Copy out the lines of the material below verbatim, starting at the line that contains "the pink and" and continuing through the last line of the material.

=== INPUT FOR THIS TASK ===

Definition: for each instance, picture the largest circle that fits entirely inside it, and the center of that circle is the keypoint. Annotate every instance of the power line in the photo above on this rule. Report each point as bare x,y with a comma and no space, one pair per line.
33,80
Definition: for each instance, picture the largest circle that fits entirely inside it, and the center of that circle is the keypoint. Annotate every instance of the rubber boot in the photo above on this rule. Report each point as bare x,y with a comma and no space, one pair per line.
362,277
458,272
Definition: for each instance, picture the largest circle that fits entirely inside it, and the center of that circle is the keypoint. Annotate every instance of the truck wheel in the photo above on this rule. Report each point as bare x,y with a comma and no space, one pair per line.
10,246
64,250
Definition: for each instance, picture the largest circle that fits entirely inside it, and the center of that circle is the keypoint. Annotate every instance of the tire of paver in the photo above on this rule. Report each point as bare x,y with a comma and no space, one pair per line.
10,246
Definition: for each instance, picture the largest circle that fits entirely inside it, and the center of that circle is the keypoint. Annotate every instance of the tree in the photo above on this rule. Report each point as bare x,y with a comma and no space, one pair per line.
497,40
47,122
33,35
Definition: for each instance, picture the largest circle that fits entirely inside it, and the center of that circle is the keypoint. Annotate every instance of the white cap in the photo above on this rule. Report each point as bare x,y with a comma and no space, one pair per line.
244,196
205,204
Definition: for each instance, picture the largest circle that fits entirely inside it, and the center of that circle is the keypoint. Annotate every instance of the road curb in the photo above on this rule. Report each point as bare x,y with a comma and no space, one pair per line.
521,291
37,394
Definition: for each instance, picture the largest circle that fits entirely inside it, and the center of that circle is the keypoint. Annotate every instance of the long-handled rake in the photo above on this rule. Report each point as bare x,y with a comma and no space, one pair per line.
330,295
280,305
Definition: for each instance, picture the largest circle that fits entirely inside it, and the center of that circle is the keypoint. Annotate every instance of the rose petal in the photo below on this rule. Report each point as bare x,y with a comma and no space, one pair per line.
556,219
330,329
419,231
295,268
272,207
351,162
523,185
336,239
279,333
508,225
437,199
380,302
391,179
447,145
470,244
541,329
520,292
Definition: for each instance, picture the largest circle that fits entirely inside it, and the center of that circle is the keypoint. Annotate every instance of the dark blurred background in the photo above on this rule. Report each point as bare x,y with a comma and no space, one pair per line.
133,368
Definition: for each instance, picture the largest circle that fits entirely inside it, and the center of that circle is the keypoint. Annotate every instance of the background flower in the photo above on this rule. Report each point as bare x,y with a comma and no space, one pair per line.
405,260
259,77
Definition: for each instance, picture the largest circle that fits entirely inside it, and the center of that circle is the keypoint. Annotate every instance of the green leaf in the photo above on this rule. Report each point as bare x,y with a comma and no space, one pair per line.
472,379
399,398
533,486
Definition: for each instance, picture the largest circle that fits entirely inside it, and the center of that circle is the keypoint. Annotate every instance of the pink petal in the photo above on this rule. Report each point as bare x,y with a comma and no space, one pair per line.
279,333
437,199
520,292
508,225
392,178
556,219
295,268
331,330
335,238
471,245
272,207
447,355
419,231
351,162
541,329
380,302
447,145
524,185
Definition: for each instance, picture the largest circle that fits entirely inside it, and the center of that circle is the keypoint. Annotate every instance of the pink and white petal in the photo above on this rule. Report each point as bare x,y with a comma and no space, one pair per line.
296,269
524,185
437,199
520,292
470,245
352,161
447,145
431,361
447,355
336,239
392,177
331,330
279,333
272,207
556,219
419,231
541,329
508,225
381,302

===

SOLUTION TO THIS PROBLEM:
Definition: for each instance, picture the largest circle that fits entirely inside it, and the center of that circle is the keypoint. Annotate every instance of the pink and white petal in the photo above on this rule. Report each point as bare x,y with a comma and no space, one pair per line.
296,269
524,185
437,199
520,292
470,245
352,161
447,145
431,361
447,355
336,239
392,177
331,330
279,333
272,207
556,219
419,231
541,329
508,225
381,302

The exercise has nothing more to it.